### Aim of the task
Count the lines below that contain the string "foam". Reply with the number alone.

(Records from a data collection)
★ ★ ★ ★ ★

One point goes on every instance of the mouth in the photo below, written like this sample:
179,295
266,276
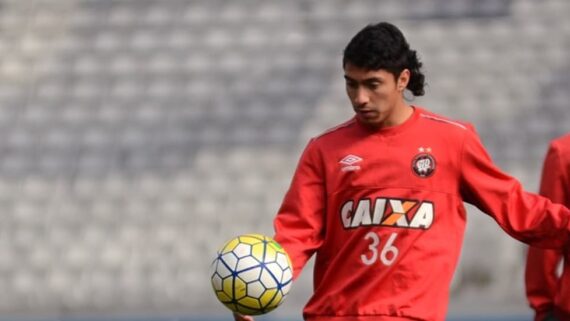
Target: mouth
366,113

★ ★ ★ ★ ★

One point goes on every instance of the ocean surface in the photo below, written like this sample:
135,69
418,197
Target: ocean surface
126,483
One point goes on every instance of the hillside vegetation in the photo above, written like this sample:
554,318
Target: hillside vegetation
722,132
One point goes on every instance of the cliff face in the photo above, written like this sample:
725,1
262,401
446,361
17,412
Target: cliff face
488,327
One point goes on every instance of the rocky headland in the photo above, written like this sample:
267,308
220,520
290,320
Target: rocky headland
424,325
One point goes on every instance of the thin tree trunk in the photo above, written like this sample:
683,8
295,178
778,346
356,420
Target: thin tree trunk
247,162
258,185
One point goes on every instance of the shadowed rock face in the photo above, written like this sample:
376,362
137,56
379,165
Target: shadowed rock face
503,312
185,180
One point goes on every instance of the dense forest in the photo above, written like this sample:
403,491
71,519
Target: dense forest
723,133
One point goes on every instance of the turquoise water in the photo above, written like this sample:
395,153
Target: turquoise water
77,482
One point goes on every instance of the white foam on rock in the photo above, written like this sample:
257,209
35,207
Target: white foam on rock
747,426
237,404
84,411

★ ★ ★ ★ ★

### Expected output
2